-- start --
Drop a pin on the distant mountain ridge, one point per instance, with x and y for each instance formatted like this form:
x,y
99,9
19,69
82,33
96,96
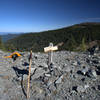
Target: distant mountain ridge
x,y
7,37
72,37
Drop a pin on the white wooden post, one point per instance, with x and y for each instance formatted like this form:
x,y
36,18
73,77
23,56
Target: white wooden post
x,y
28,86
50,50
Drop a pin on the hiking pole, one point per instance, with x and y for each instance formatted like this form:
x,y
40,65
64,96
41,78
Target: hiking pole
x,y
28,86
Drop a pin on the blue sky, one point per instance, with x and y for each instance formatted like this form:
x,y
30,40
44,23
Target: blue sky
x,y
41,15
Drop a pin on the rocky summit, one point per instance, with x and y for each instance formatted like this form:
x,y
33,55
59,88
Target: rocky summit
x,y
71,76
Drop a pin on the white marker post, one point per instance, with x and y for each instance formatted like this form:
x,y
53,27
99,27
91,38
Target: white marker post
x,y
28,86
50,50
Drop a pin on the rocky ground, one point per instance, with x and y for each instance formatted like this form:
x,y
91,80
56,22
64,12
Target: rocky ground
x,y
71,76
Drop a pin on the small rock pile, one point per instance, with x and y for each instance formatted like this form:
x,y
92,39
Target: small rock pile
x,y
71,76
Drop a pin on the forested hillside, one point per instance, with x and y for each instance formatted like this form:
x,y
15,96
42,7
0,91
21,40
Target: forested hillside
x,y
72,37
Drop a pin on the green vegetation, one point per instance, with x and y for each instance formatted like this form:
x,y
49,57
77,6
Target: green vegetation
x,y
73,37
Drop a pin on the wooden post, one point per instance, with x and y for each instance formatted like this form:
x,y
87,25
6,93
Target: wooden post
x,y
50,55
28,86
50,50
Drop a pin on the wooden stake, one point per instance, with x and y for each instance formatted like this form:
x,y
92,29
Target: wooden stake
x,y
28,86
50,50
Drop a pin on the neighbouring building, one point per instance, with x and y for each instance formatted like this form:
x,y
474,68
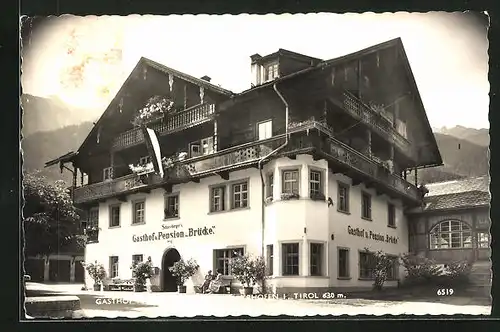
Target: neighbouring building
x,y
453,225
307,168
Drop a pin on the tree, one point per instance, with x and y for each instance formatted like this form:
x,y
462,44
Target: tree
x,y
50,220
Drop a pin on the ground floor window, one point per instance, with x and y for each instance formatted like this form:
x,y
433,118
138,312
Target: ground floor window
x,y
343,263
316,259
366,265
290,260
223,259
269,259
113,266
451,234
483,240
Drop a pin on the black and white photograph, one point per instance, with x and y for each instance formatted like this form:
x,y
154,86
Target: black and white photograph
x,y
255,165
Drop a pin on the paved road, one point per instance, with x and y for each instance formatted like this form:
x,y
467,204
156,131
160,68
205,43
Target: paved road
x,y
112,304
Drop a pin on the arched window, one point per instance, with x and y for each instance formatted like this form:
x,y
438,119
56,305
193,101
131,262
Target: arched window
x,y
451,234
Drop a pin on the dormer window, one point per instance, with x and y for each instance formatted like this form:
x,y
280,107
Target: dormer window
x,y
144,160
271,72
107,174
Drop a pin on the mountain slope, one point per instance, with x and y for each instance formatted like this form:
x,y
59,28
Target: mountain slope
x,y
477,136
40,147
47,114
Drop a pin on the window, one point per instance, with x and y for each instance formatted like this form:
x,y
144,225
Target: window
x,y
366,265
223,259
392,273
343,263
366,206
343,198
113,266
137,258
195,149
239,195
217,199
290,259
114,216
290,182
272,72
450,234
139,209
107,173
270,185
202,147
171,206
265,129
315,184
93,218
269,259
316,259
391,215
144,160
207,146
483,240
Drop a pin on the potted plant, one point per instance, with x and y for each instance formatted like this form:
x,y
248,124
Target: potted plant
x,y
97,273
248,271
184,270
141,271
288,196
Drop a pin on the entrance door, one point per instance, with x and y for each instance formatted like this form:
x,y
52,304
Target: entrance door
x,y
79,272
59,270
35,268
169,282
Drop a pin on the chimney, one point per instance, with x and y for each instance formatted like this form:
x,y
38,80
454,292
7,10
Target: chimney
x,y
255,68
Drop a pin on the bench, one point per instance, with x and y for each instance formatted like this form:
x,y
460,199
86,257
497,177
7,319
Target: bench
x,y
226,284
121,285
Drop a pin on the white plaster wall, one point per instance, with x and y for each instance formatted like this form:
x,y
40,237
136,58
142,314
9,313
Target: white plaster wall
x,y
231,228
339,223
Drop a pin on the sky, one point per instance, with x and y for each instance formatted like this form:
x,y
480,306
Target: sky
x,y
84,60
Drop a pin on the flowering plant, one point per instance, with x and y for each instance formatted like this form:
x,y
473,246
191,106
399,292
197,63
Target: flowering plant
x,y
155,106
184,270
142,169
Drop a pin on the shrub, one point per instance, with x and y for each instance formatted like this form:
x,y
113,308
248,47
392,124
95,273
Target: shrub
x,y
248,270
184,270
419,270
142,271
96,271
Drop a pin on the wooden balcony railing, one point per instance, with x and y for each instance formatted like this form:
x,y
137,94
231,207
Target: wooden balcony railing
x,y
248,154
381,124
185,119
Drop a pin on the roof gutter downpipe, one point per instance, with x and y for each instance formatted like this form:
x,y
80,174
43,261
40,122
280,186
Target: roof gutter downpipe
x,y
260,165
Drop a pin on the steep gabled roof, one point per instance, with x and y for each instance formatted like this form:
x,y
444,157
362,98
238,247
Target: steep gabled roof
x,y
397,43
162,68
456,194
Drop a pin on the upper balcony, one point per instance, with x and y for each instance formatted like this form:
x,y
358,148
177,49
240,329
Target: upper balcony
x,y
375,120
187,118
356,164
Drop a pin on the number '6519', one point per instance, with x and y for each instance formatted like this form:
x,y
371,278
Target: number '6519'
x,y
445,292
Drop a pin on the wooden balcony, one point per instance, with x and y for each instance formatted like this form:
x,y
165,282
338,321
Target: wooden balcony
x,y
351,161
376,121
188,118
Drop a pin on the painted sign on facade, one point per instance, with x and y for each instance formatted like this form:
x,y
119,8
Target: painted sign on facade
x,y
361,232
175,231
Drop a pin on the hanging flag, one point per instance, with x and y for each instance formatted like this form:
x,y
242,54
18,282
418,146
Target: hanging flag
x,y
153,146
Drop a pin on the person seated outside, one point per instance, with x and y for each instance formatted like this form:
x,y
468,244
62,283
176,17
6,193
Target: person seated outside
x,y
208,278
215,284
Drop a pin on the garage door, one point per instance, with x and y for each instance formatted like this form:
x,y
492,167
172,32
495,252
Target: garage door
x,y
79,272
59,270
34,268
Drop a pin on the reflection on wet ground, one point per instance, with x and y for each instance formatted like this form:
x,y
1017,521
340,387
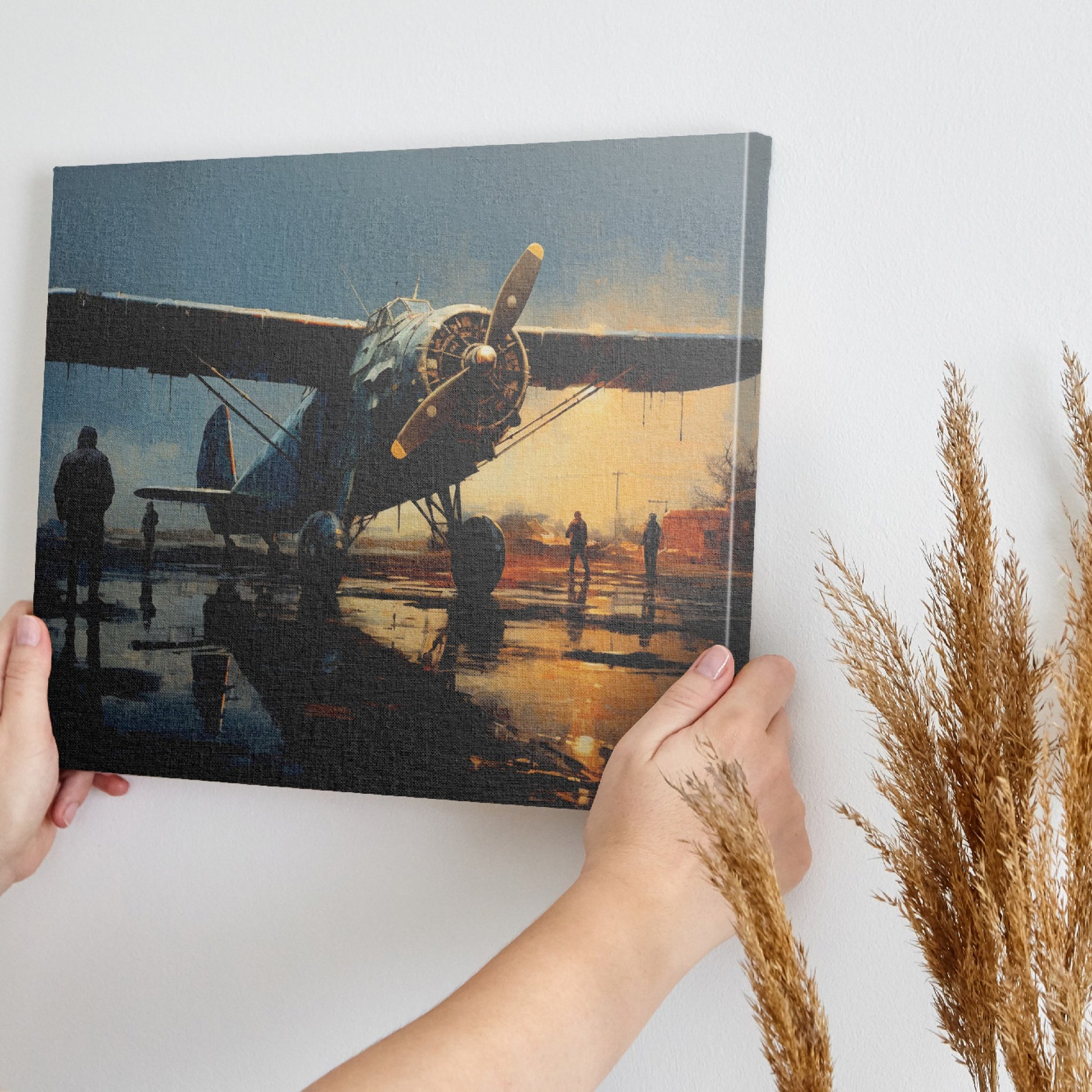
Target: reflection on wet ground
-- end --
__What is asked__
Quote the lines above word for word, from the line containing "Drop a pin on the reflection" through the end of the records, leaving out the pictures.

__Written solution__
Drop a pin on the reflection on wet ground, one point per instance, with x and y for each instance formatted like this form:
x,y
1017,521
340,387
Target: reflection on wet ground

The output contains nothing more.